Each line below should be copied exactly as it stands.

*** Opening of LISTED RECORDS ***

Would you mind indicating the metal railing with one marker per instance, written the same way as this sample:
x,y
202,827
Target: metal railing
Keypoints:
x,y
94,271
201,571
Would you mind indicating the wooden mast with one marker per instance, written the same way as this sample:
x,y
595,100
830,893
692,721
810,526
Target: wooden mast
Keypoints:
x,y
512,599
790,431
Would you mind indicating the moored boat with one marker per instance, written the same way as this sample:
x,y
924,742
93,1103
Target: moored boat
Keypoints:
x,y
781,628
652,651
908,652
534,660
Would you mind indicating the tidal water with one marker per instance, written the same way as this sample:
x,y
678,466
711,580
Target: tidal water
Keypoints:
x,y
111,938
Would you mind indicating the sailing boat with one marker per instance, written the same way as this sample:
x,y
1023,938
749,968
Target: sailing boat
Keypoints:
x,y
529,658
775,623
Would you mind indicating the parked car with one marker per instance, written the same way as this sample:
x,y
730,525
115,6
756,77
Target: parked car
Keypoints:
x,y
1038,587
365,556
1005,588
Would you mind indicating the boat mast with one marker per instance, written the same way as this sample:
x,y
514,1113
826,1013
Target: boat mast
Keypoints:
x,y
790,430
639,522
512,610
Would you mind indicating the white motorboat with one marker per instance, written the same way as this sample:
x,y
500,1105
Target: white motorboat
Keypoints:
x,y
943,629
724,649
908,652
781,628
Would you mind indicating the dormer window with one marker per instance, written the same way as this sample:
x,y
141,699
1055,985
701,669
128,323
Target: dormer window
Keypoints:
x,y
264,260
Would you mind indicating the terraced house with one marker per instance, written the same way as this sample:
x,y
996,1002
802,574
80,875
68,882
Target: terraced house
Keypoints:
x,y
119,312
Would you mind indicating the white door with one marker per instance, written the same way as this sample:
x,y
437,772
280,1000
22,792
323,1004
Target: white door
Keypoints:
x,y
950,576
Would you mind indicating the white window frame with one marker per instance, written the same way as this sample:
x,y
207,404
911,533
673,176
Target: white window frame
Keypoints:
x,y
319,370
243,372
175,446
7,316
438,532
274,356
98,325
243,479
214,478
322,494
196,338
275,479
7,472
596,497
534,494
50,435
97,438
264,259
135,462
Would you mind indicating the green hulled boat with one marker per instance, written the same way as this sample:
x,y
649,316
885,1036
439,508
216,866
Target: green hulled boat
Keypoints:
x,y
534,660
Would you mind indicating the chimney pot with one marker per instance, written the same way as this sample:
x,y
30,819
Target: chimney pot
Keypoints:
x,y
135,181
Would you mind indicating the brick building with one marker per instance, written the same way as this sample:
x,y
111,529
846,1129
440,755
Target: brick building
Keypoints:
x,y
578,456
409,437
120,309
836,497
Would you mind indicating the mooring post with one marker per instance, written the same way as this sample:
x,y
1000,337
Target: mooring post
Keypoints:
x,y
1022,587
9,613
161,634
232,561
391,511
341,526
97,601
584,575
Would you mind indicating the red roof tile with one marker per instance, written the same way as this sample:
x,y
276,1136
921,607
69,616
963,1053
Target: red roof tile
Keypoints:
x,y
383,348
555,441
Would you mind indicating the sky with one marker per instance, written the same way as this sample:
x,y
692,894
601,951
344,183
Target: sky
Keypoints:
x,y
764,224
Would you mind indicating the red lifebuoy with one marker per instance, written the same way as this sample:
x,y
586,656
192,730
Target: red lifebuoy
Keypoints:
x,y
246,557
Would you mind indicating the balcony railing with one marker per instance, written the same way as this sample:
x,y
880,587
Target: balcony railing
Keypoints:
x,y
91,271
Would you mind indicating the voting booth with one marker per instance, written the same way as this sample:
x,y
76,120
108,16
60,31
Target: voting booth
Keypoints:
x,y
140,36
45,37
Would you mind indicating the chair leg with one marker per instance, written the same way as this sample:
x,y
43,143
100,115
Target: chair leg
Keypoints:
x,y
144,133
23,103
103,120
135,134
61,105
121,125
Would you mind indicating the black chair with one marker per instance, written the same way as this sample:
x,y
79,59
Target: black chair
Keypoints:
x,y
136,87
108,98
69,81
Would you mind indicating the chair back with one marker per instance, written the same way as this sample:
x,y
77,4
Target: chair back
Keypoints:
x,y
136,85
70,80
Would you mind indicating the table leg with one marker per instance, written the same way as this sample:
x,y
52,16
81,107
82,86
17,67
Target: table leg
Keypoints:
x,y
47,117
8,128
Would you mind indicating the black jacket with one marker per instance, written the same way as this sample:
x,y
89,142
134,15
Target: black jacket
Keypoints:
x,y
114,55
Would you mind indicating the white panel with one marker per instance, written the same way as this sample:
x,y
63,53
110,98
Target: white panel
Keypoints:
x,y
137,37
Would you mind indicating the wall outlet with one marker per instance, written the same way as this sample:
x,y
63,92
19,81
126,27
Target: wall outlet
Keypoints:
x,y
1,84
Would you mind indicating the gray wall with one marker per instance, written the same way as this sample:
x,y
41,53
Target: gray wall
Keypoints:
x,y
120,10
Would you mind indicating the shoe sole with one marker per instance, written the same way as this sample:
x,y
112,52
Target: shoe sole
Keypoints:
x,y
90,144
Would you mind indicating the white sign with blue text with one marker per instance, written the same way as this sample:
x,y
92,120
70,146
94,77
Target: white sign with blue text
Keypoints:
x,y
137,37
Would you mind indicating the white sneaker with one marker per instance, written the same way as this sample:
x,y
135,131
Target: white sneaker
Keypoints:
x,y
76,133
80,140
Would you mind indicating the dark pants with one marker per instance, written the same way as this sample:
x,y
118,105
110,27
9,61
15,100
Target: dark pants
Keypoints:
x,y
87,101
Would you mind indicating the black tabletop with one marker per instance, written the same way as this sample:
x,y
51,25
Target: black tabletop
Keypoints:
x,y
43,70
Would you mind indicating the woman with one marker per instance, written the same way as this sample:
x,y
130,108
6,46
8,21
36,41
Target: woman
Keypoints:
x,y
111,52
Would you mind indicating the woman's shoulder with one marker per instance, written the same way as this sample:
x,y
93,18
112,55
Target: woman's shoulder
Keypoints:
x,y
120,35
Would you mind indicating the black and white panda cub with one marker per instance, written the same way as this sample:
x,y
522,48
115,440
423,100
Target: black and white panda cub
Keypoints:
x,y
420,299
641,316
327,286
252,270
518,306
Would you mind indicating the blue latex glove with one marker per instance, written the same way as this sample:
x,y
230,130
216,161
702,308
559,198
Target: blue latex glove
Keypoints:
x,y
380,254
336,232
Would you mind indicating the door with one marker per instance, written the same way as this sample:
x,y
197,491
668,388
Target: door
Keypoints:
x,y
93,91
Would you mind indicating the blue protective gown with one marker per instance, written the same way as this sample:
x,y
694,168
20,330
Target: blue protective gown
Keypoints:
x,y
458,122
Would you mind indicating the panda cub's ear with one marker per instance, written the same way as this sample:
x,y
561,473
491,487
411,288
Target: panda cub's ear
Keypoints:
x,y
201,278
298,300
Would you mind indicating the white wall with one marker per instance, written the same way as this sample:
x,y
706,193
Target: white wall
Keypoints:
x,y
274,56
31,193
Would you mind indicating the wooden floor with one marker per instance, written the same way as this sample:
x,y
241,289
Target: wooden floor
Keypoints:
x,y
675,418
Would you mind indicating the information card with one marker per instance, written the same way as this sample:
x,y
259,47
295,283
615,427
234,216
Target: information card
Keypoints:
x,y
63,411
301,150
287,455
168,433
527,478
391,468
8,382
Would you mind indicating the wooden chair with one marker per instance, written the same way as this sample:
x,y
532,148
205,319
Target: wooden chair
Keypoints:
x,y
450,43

*** Close of LISTED RECORDS ***

**SOLUTION FOR THIS EXERCISE**
Would you mind indicating the metal railing with one marker per instance, written the same way as this sample:
x,y
202,827
Target: metal railing
Keypoints:
x,y
94,271
201,571
Would you mind indicating the wooden mast with one marker per instance, written the same way as this sample:
x,y
595,100
830,893
692,721
810,526
Target: wooden mast
Keypoints:
x,y
512,599
790,431
Would you mind indicating the moored boat with one marker per instance, written the same way as this sample:
x,y
924,742
93,1103
Target: moored boat
Keypoints:
x,y
781,628
652,651
908,652
534,660
Would you mind indicating the tidal water with one marker per instance, written the same way as this sample:
x,y
678,466
711,580
Target: tidal water
Keypoints:
x,y
111,938
Would you mind indicating the sailing boat with one marker per instance, written the same way as this sample:
x,y
1023,938
749,968
Target: sailing boat
Keypoints:
x,y
529,658
775,623
Would you mind indicating the parked car with one marker per instance, written the same way as this sample:
x,y
730,525
115,6
756,77
Target: parked car
Keypoints:
x,y
1038,587
365,556
1005,588
Would you mind indicating the boat mast with one marker per instance, written the same way as this sample:
x,y
514,1113
826,1013
Target: boat mast
Keypoints:
x,y
790,430
639,522
512,610
Would you mind indicating the white motorboat with one marker per instance, written the same way as this sample:
x,y
500,1105
Target: white motorboat
Keypoints:
x,y
943,629
724,649
908,652
781,628
Would you mind indicating the dormer window with one marker per instance, written the same way as this sample:
x,y
141,699
1055,985
701,669
128,323
Target: dormer window
Keypoints:
x,y
264,260
Would you mind indicating the terraced house with one marker per instance, written the same way as this sample:
x,y
996,1002
802,574
80,875
68,882
Target: terraced house
Keypoints:
x,y
119,312
Would you mind indicating the white door with one marker per instance, written the same way as this sample:
x,y
437,772
280,1000
22,792
323,1004
Target: white door
Keypoints:
x,y
950,576
Would you mind indicating the white window frame with one marker per instance, written the same way as this sample:
x,y
207,404
911,533
673,176
Target: white window frame
Keypoints:
x,y
319,370
243,372
175,446
7,316
438,532
274,356
98,325
243,479
214,478
322,494
196,338
275,479
7,472
596,497
534,494
50,435
97,438
264,259
135,462
Would you mind indicating the green hulled boat with one marker per instance, written the same way as this sample:
x,y
649,316
885,1036
439,508
216,866
Target: green hulled boat
Keypoints:
x,y
534,660
Would you mind indicating the chimney pot with one marker per instance, written the same way as this sample:
x,y
30,819
Target: chimney pot
Keypoints:
x,y
135,181
Would you mind indicating the brick building with one marker per instance, written the same way as this sample:
x,y
111,529
846,1129
440,755
Target: brick building
Keypoints:
x,y
578,456
409,437
120,309
836,497
Would you mind indicating the mooring post with one marker per instance, written the same way as this sample:
x,y
1000,337
Target: mooring post
Keypoints:
x,y
1022,587
9,613
161,634
232,561
391,511
341,526
97,601
584,575
Would you mind indicating the red roof tile with one marker per instance, written the same way as this sample:
x,y
276,1136
921,607
69,616
963,1053
Target: red roof tile
Keypoints:
x,y
383,348
555,441
Would you mind indicating the sky with one marker per instance, written the same way as this sample:
x,y
692,894
601,951
344,183
Target: sky
Keypoints:
x,y
764,224
Would you mind indicating the red lifebuoy with one marker per instance, written the same way as this sample:
x,y
586,656
192,730
Target: red lifebuoy
Keypoints:
x,y
246,557
Would you mind indicating the balcony railing with one marker per instance, written the same way as this sample:
x,y
880,587
Target: balcony railing
Keypoints:
x,y
91,271
Would you mind indicating the voting booth with one marker per instance, written the same way as this sample:
x,y
76,120
108,16
60,31
Target: voting booth
Keypoints:
x,y
140,36
45,37
Would you mind indicating the chair leg with one marker per instance, written the same way as this sample:
x,y
43,143
100,115
Target: chair leg
Keypoints:
x,y
144,133
23,103
103,120
135,134
61,105
121,125
Would you mind indicating the black chair with one marker per instance, written the same way as this sample:
x,y
79,59
Target: black chair
Keypoints:
x,y
136,87
108,98
69,81
Would you mind indicating the chair back with one marker per instance, written the same way as this sample:
x,y
77,4
Target: chair back
Keypoints:
x,y
136,85
70,80
Would you mind indicating the table leg with one marker per instance, written the same way as this sample:
x,y
52,16
81,107
82,86
17,67
Target: table leg
Keypoints:
x,y
47,117
8,128
Would you mind indicating the black jacket with one marker per instance, written the same way as this sample:
x,y
89,142
134,15
Target: black jacket
Keypoints:
x,y
114,55
Would you mind indicating the white panel with one marker per instance, written the same way as this sample:
x,y
63,53
110,98
Target: white panel
Keypoints:
x,y
137,37
Would you mind indicating the wall outlet with one marker per instance, written the same way as this sample:
x,y
63,92
19,81
126,27
Target: wall outlet
Keypoints:
x,y
1,84
Would you mind indicating the gray wall with one marker per instance, written the same way as this sample:
x,y
41,53
Target: gray wall
Keypoints:
x,y
120,10
Would you mind indicating the shoe sole with one marker per instance, written the same way as this sample:
x,y
112,52
Target: shoe sole
Keypoints:
x,y
90,144
Would you mind indicating the white sign with blue text with one marker per instance, written the same way as this sample:
x,y
92,120
70,146
94,77
Target: white sign with blue text
Keypoints:
x,y
137,37
Would you mind indicating the white sneaker with one marker per instance, written the same way as this sample:
x,y
135,131
Target: white sneaker
Keypoints:
x,y
76,133
80,140
Would you mind indicating the dark pants with one marker per instance, written the same way as this sample:
x,y
118,105
110,27
9,61
15,100
Target: dark pants
Keypoints:
x,y
87,101
Would you mind indicating the black tabletop with one marker per instance, written the same way as this sample:
x,y
51,25
Target: black tabletop
Keypoints:
x,y
43,70
Would you mind indicating the woman with one marker per instance, written the same way as this sample:
x,y
130,108
6,46
8,21
36,41
Target: woman
Keypoints:
x,y
111,52
Would you mind indicating the woman's shoulder with one marker per instance, written the same way as this sample:
x,y
93,18
112,55
Target: woman's shoulder
Keypoints:
x,y
120,35
Would you mind indicating the black and white panda cub with one marker per instance, written the same way as this sample:
x,y
522,48
115,440
423,100
Target: black and white panda cub
Keypoints:
x,y
420,299
641,316
327,286
252,270
518,306
Would you mind indicating the blue latex glove with one marker per instance, written the same way as this sample:
x,y
230,130
216,161
702,308
559,198
Target: blue latex glove
Keypoints:
x,y
380,254
336,232
Would you mind indicating the door with one marker per instance, written the same way as this sample:
x,y
197,491
668,388
Target: door
Keypoints:
x,y
93,91
Would you mind indicating the blue protective gown with one marker per instance, written the same way as this sample:
x,y
694,168
20,330
Target: blue protective gown
Keypoints:
x,y
458,122
Would you mind indicating the panda cub's ear with one marker per instance, written the same way as this sample:
x,y
561,473
491,487
411,288
Target: panda cub's ear
Keypoints:
x,y
201,278
298,300
Would you mind indicating the white wall with one marker per instance, written the same way as this sample:
x,y
706,193
Target: white wall
Keypoints:
x,y
274,56
31,193
Would you mind indicating the wooden floor with one marker per instance, written the same way as this sample:
x,y
241,289
Target: wooden floor
Keypoints:
x,y
675,418
Would you mind indicating the information card with one marker per instance, written the same way as this sample:
x,y
259,47
295,283
615,427
234,216
Target: information card
Keypoints:
x,y
63,411
301,150
287,455
168,433
527,478
391,468
8,382
Would you mind indicating the wooden chair with one marker per instance, written the same way as this sample:
x,y
532,148
205,319
Target: wooden chair
Keypoints:
x,y
450,43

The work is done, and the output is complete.